● **Task prompt**
Take the records underneath and set them down exactly.

● **Input material**
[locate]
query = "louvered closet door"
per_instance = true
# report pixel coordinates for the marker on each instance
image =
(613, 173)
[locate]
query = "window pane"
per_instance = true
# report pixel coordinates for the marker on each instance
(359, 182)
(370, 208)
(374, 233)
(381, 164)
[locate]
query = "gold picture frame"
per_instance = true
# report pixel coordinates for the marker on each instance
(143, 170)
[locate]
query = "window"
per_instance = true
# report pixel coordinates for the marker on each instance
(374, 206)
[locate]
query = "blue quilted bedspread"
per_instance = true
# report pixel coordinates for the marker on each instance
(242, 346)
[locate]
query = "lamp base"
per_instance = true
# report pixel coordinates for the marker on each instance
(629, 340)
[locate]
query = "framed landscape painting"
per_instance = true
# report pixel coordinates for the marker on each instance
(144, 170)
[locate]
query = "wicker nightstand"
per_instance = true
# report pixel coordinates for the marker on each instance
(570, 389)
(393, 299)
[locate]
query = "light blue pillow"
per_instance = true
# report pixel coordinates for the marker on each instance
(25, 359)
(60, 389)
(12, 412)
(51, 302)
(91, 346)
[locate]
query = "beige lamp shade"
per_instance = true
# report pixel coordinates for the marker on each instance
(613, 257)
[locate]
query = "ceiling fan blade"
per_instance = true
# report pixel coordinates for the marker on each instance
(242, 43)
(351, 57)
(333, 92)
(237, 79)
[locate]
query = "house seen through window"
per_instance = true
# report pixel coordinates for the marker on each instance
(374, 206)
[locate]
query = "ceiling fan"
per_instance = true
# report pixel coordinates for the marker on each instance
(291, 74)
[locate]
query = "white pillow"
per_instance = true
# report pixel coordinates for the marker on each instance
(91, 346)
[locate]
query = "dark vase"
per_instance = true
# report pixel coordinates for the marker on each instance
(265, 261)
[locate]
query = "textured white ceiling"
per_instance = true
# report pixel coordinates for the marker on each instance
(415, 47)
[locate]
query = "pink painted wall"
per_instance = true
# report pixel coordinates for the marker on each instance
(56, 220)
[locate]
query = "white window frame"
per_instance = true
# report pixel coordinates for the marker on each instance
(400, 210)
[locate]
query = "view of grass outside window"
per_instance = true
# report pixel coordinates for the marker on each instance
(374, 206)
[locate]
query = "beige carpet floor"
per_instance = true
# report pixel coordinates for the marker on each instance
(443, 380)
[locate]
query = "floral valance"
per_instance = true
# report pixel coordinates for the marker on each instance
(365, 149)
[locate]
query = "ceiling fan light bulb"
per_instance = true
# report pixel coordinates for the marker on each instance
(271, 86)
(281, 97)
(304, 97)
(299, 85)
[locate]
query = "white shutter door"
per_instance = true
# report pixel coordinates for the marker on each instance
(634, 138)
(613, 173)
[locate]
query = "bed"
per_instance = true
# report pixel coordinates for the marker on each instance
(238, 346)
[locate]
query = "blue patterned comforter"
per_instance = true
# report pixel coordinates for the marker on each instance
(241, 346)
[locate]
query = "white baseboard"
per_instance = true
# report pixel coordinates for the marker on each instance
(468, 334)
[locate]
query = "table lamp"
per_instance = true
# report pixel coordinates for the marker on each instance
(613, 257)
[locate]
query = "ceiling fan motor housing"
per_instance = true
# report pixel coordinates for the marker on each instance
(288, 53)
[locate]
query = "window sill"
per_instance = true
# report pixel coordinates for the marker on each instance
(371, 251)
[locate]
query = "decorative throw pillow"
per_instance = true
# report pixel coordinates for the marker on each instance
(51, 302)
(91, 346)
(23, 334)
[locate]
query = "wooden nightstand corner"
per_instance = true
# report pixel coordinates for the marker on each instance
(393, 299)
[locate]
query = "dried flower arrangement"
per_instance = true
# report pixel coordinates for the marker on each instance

● **Answer for the task**
[locate]
query = "louvered closet door"
per_instance = true
# report pixel coordinates for the marker on each instance
image =
(613, 173)
[locate]
query = "window pane"
per_instance = true
# report pixel coordinates for the marker on each instance
(359, 182)
(370, 208)
(374, 233)
(381, 164)
[locate]
query = "gold picture frame"
per_instance = true
# report pixel coordinates for the marker on each instance
(143, 170)
[locate]
query = "window"
per_instance = true
# report pixel coordinates for the marker on each instance
(374, 206)
[locate]
query = "blue quilted bedspread"
per_instance = true
# report pixel coordinates for the marker on each instance
(242, 346)
[locate]
query = "lamp base"
per_instance = true
# report pixel coordinates for the marker on each instance
(629, 340)
[locate]
query = "framed landscape painting"
per_instance = true
# report pixel coordinates for the marker on each instance
(144, 170)
[locate]
query = "wicker nightstand"
per_instance = true
# report pixel coordinates for the marker on each instance
(570, 389)
(393, 299)
[locate]
query = "light blue pillow"
per_instance = true
# report pixel coordinates for the marker on each instance
(25, 359)
(60, 389)
(12, 412)
(51, 302)
(91, 346)
[locate]
query = "beige lamp shade"
per_instance = true
# report pixel coordinates for the marker on each instance
(613, 257)
[locate]
query = "ceiling fan blade"
per_instance = true
# report pixel coordinates for the marker on each instance
(242, 43)
(351, 57)
(333, 92)
(237, 79)
[locate]
query = "house seen through window"
per_instance = true
# report pixel coordinates for the marker on each instance
(374, 206)
[locate]
query = "ceiling fan"
per_instance = true
# report pixel coordinates for the marker on each instance
(291, 74)
[locate]
query = "white pillow"
per_instance = true
# report pixel coordinates for the marker on each instance
(91, 346)
[locate]
query = "dark vase"
per_instance = true
# report pixel coordinates for the marker on each instance
(265, 261)
[locate]
query = "textured white ceiling"
per_instance = true
# report pixel coordinates for the marker on each instance
(415, 47)
[locate]
query = "pink painted wall"
per_instance = true
# report pixel coordinates for the marker on each instance
(56, 220)
[locate]
query = "white window frame"
per_instance = true
# report pixel coordinates for the marker on each instance
(400, 210)
[locate]
query = "view of grass outside window"
per_instance = true
# report pixel coordinates for the marker on each instance
(374, 206)
[locate]
query = "beige carpet floor"
per_instance = true
# report pixel coordinates for the marker on each instance
(443, 380)
[locate]
query = "floral valance"
per_instance = true
# report pixel coordinates for the marker on each instance
(365, 149)
[locate]
query = "ceiling fan light bulb"
per_instance = true
# report pixel coordinates for the marker on each instance
(271, 86)
(281, 97)
(304, 97)
(299, 85)
[locate]
query = "white shutter door"
per_instance = true
# report pixel coordinates for the marker on each instance
(634, 138)
(613, 173)
[locate]
query = "bed"
per_instance = true
# report pixel coordinates for the marker on each instance
(238, 346)
[locate]
query = "blue patterned comforter"
per_instance = true
# report pixel coordinates for the marker on each instance
(241, 346)
[locate]
query = "white baseboard"
per_instance = true
# report pixel coordinates for the marker on each instance
(468, 334)
[locate]
query = "table lamp"
per_instance = true
# report pixel coordinates for the marker on each instance
(613, 257)
[locate]
query = "ceiling fan motor housing"
per_instance = true
# report pixel coordinates for the marker on each instance
(288, 53)
[locate]
query = "window sill"
per_instance = true
# report pixel coordinates for the marker on each instance
(371, 251)
[locate]
query = "decorative throw pillow"
per_instance = true
# report pixel coordinates for the marker on each instance
(51, 302)
(91, 346)
(23, 334)
[locate]
query = "wooden nightstand corner"
per_instance = true
# report pixel coordinates for the marker on each instance
(393, 299)
[locate]
query = "dried flower arrangement"
per_instance = true
# report pixel coordinates for the marker on each instance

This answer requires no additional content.